AIM A: Tally the lines of the records that contain the word "query". Reply with only that number.

SELECTION:
+++

Houston/Larry Dierker Chapter meeting recap – 10/13/2014

From Bill McCurdy at the Pecan Park Eagle, about the Larry Dierker Chapter’s meeting on October 13, 2014:

SABR Oct. 2014 Meeting is Pumpkin of Fun

Nothing scary about it – if you want to discount the fact that yours truly took the October meeting f our Larry Dierker Chapter of SABR to another level on the heels of enlightening, incredible, and organizational presentations by Tal Smith on the “Pace of Game” experiment conducted  by the independent Atlantic League this past season, the visionary model plan for the future of the Astrodome, expressed and shown to all by native Houstonian Mike Acosta, and chapter chairman Bob Dorrill’s new much-needed organizational plan for solidifying and sharing responsibility by committee for setting the programs, agendas, and guests  for our monthly meetings –  and another committee for the study and development of new relevant organizational projects. Bob Dorrill also revealed the much nicer and more authentic vintage baseball uniforms that our chapter’s Houston Babies will be wearing thanks to the profits from our silent auction at the SABR 44 national convention in Houston this past summer.

+++

ITEMS:
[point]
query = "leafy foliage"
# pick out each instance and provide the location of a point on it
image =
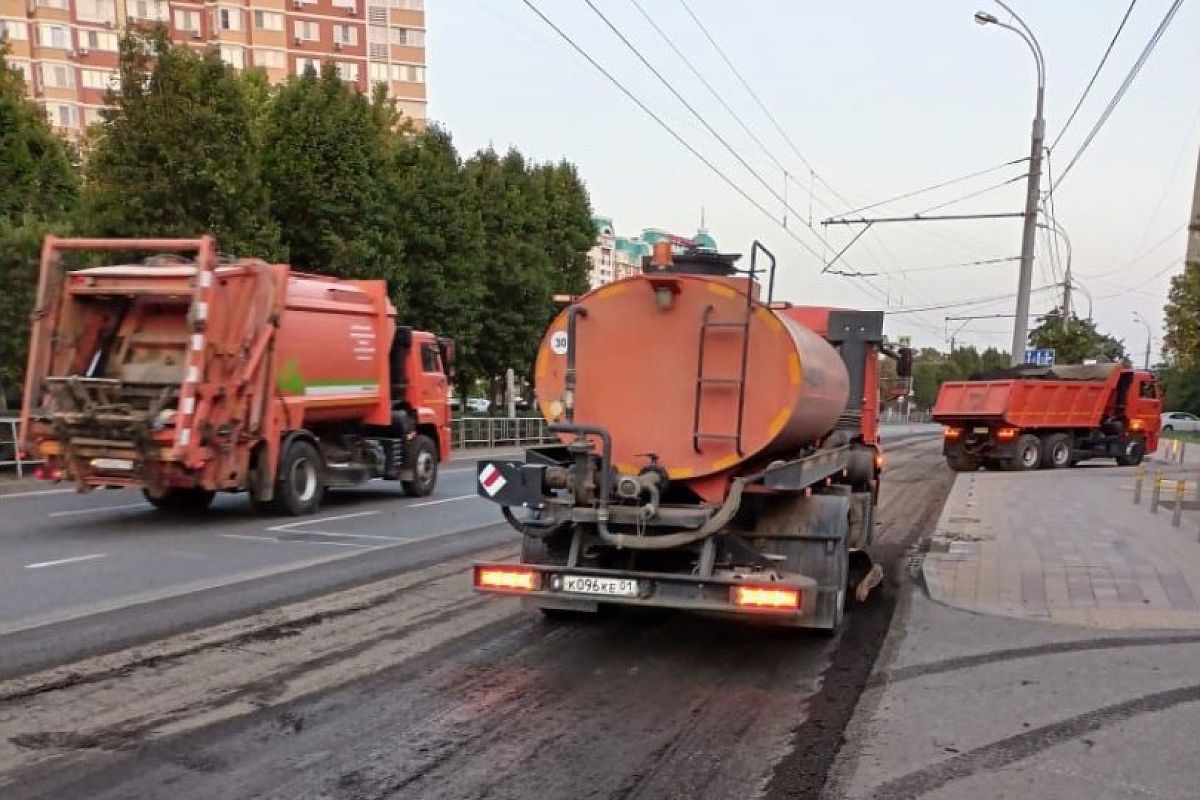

+++

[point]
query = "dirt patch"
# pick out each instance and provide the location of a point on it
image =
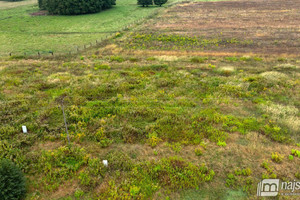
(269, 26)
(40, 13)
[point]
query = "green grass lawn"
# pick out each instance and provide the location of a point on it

+++

AIM B: According to the meeting recap, who presented the model plan for the future of the Astrodome?

FINISHED ANSWER A: 3

FINISHED ANSWER B: Mike Acosta, a native Houstonian.